[Work required]
Print out the data precisely as it appears here, with no pictures.

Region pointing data
◆ ◆ ◆ ◆ ◆

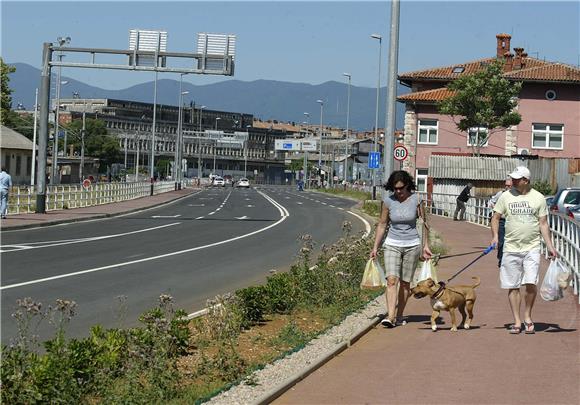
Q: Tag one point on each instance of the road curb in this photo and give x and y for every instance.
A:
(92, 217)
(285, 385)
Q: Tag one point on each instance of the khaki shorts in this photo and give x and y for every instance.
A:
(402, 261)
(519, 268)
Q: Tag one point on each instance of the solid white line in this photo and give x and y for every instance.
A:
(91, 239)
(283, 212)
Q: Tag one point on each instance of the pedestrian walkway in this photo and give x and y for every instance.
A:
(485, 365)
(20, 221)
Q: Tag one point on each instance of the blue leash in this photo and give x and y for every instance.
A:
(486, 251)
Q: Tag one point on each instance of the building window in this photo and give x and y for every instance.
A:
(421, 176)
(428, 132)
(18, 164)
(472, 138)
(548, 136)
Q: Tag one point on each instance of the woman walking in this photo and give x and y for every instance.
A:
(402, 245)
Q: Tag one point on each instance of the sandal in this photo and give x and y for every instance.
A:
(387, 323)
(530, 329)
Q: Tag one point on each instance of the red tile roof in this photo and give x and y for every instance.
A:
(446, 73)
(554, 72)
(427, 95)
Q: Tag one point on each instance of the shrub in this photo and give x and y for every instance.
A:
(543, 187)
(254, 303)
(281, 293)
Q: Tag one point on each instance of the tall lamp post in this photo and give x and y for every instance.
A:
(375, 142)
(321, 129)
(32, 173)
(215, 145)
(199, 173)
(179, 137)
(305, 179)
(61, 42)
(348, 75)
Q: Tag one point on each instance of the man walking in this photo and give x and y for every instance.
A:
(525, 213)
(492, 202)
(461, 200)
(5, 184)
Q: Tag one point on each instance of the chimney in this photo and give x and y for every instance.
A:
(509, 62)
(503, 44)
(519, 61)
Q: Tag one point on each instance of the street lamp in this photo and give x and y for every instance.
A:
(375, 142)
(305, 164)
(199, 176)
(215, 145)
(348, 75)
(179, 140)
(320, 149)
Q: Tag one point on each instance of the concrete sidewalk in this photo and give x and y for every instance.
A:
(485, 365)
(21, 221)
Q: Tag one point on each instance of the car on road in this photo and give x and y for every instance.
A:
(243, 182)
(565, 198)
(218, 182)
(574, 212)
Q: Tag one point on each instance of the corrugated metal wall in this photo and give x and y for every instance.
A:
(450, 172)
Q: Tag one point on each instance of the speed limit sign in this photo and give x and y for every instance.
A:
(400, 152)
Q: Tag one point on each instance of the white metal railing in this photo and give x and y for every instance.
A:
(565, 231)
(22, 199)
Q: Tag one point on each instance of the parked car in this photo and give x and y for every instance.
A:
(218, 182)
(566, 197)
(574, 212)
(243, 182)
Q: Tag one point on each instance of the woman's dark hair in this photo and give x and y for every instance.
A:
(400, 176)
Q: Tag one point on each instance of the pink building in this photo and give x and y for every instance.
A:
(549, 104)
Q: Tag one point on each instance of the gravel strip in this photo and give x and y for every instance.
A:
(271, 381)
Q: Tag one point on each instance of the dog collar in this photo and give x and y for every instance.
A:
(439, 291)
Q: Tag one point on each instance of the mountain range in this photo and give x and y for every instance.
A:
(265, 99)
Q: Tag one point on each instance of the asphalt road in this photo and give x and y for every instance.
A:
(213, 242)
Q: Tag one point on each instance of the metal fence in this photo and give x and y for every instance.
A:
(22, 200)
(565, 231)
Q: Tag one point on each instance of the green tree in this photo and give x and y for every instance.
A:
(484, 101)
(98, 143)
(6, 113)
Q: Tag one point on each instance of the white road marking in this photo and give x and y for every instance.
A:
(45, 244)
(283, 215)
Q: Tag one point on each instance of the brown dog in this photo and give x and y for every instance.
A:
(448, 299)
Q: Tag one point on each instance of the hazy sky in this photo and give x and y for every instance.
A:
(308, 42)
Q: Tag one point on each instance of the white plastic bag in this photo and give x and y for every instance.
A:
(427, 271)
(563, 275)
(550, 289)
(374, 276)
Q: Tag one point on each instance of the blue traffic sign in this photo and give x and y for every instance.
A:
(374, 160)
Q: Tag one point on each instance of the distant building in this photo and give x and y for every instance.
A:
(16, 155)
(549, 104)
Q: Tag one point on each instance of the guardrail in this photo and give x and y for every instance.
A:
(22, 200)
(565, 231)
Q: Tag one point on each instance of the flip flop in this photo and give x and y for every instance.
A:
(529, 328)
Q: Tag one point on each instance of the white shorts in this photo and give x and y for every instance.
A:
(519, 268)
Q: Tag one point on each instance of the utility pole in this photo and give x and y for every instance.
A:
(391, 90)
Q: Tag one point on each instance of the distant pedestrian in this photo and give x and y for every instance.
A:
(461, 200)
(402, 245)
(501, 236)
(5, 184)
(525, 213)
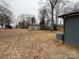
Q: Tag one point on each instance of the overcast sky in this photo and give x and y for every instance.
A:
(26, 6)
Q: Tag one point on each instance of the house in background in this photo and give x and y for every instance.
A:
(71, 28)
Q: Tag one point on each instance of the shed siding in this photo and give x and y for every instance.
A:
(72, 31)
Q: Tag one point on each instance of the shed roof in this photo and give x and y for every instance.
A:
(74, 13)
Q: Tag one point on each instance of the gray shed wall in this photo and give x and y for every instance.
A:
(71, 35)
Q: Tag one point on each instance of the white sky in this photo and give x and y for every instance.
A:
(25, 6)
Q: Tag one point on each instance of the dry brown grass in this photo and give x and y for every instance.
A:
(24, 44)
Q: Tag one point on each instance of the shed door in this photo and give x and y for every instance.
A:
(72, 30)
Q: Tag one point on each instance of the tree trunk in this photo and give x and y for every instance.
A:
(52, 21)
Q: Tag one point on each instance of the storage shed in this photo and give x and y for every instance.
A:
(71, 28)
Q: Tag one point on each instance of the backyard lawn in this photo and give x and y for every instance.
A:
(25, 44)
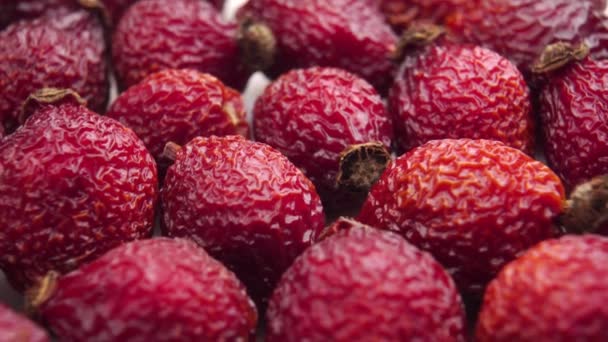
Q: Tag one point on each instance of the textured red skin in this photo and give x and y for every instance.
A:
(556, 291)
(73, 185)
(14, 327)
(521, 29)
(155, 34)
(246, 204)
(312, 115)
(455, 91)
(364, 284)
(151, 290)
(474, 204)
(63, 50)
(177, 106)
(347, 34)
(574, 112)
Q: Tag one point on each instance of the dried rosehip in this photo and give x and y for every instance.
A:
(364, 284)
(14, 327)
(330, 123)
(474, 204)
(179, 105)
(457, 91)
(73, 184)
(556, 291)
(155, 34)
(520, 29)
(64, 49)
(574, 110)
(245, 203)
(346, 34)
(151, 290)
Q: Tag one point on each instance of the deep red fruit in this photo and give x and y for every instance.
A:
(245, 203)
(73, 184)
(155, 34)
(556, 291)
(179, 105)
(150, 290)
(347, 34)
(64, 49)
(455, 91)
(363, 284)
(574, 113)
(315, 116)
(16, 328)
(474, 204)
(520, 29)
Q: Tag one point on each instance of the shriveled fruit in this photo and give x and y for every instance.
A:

◆ ◆ ◆ ◆ ◆

[Response box]
Q: Tag one point on each instance of the road curb in this photo and give x and y for every instance.
A:
(92, 217)
(285, 385)
Q: Tag one point on each instance of the khaki shorts in this photo and give x and y for every instance.
A:
(402, 261)
(519, 268)
Q: Tag one point on each instance of the solid white line in this photo and give x and y for every instance.
A:
(91, 239)
(283, 212)
Q: Tag one point on each instance of the pedestrian walkway in this photo and give x and y for every instance.
A:
(485, 365)
(20, 221)
Q: Tag one point on each instance of the blue leash in this photo and give x and y for every instance.
A:
(486, 251)
Q: Tag one point on each instance of the building window in this photo and give x and y for every instance.
A:
(421, 176)
(428, 132)
(18, 164)
(472, 138)
(548, 136)
Q: Tag one point on each instance of the woman walking in this photo and give x and y for every instance.
A:
(402, 245)
Q: Tag one point on each instance of the sandal in this photo and give x and y for every instance.
A:
(387, 323)
(530, 329)
Q: Tag one point on each instance of the red tile roof in this photo and give x and y for every instance.
A:
(446, 73)
(554, 72)
(427, 95)
Q: Tag one point on each instance of the shrub in this photo and give x and y for every instance.
A:
(543, 187)
(254, 303)
(281, 293)
Q: Tag one point on each instance of the tall lamp post in this photo and give x and y for every instance.
A:
(375, 142)
(321, 129)
(32, 173)
(215, 145)
(199, 173)
(179, 137)
(305, 179)
(61, 42)
(348, 75)
Q: Tag one point on each instance of the man walking in this photo and give x and y for every instance.
A:
(525, 213)
(492, 202)
(461, 200)
(5, 184)
Q: Tag one point on each instance of the chimney in this photo and give x and y for every instance.
A:
(509, 62)
(503, 44)
(519, 61)
Q: Tag one point on each instance of the street lamp in this photo and give x and y for every instance.
A:
(375, 142)
(305, 164)
(199, 176)
(215, 145)
(348, 75)
(179, 140)
(320, 149)
Q: Tag one point on each instance of the concrete sidewalk in this photo and give x and y for every instance.
A:
(485, 365)
(21, 221)
Q: Tag one point on each instance of the car on road in this photo and give x and y for every instance.
A:
(243, 182)
(565, 198)
(218, 182)
(574, 212)
Q: Tag one point on each instance of the corrugated metal wall in this photo and give x and y for every instance.
A:
(450, 172)
Q: Tag one point on each instance of the speed limit sign in this photo and give x and y for every instance.
A:
(400, 152)
Q: Tag one point on each instance of the white metal railing in this photo and give x and y for every instance.
A:
(565, 231)
(22, 199)
Q: Tag one point on each instance of the parked car in this photo and give x and y for every instance.
A:
(218, 182)
(566, 197)
(574, 212)
(243, 182)
Q: Tag one point on each instance of the woman's dark hair in this photo and give x and y for every instance.
A:
(400, 176)
Q: Tag one point on each instance of the pink building in this photo and give x and y for every instance.
A:
(549, 104)
Q: Tag one point on each instance of the gravel strip in this photo and give x and y for every instance.
A:
(271, 381)
Q: Tag one point on each instance of the dog collar in this photo and give x and y for every instance.
A:
(439, 291)
Q: Tag one point on each instance of the mountain range in this photo and give x and y for every instance.
A:
(265, 99)
Q: Tag one point on each instance of the asphalt road in this photo and give x and y for every instance.
A:
(213, 242)
Q: Tag one point on each instance of the metal fence in this photo and give x and y for every instance.
A:
(22, 200)
(565, 231)
Q: Tag one point on each instance of the green tree in this photo and give x and y for every instance.
A:
(484, 101)
(98, 143)
(6, 113)
Q: Tag one point on each instance of the white road marking in this photo and give x and y for every instance.
A:
(45, 244)
(283, 215)
Q: Tag one point on each instance of the brown dog in this photo and give x and y for every instance.
A:
(448, 299)
Q: Tag one point on each instance of the hazy sky in this photo and give x and y for every instance.
A:
(308, 42)
Q: Tag one point on each instance of the white plastic bag in this photo and give x and y for every instance.
A:
(427, 271)
(563, 275)
(550, 289)
(374, 276)
Q: Tag one point on each instance of the blue traffic sign in this photo and give x and y for every instance.
A:
(374, 160)
Q: Tag one point on each instance of the distant building in this photo and give x and y for every instance.
A:
(16, 155)
(549, 104)
Q: Tag one point on each instance of the guardrail in this photo and give x and y for every instance.
A:
(22, 200)
(565, 231)
Q: Tag one point on each instance of the flip flop in this photo and give x and y for every instance.
A:
(529, 328)
Q: Tag one point on each instance of the white shorts in this photo and give x and y for every instance.
A:
(519, 268)
Q: Tag one point on each instance of the utility pole in this photo and give x and y for every instance.
A:
(391, 90)
Q: Tag one point on each instance of the distant pedestrian in this photo and give x and y for every instance.
A:
(461, 200)
(402, 245)
(501, 236)
(5, 184)
(525, 213)
Q: Tag one point on each instance of the overcast sky in this photo and give x and y for every instance.
A:
(26, 6)
Q: Tag one point on each instance of the house in background in this photo and give x and y for every instance.
A:
(71, 28)
Q: Tag one point on each instance of the shed siding in this photo and give x and y for every instance.
A:
(72, 31)
Q: Tag one point on each instance of the shed roof in this photo and give x and y for every instance.
A:
(74, 13)
Q: Tag one point on each instance of the gray shed wall in this photo and give x and y for every instance.
A:
(71, 35)
Q: Tag one point on each instance of the white sky in this photo and give x and y for every instance.
A:
(25, 6)
Q: Tag one point on each instance of the dry brown grass in this photo and give x and y for every instance.
A:
(24, 44)
Q: Tag one point on each instance of the shed door in this photo and give x and y for every instance.
A:
(72, 30)
Q: Tag one point on each instance of the tree trunk in this photo and give x and y for every instance.
A:
(52, 21)
Q: Tag one point on each instance of the storage shed in this photo and give x and y for every instance.
A:
(71, 28)
Q: Tag one point on each instance of the backyard lawn in this photo and give x and y for every instance.
A:
(25, 44)
Q: Tag one point on each instance of the textured red skin in this photo and give x and y for every instance.
A:
(556, 291)
(73, 185)
(14, 327)
(521, 29)
(155, 34)
(246, 204)
(312, 115)
(455, 91)
(364, 284)
(151, 290)
(474, 204)
(63, 50)
(177, 106)
(347, 34)
(574, 112)
Q: Tag one point on each instance of the dried rosehip in this photo and give x and y for every instance.
A:
(364, 284)
(14, 327)
(330, 123)
(474, 204)
(179, 105)
(457, 91)
(73, 184)
(556, 291)
(155, 34)
(520, 29)
(64, 49)
(574, 110)
(245, 203)
(346, 34)
(151, 290)
Q: Tag one point on each instance of the deep red fruit in this photo and give x and y for every instance.
A:
(245, 203)
(73, 184)
(155, 34)
(556, 291)
(179, 105)
(150, 290)
(347, 34)
(64, 49)
(455, 91)
(363, 284)
(574, 113)
(315, 116)
(16, 328)
(474, 204)
(520, 29)
Q: Tag one point on each instance of the shriveled fruit in this photo and give x and y for every instance.
A:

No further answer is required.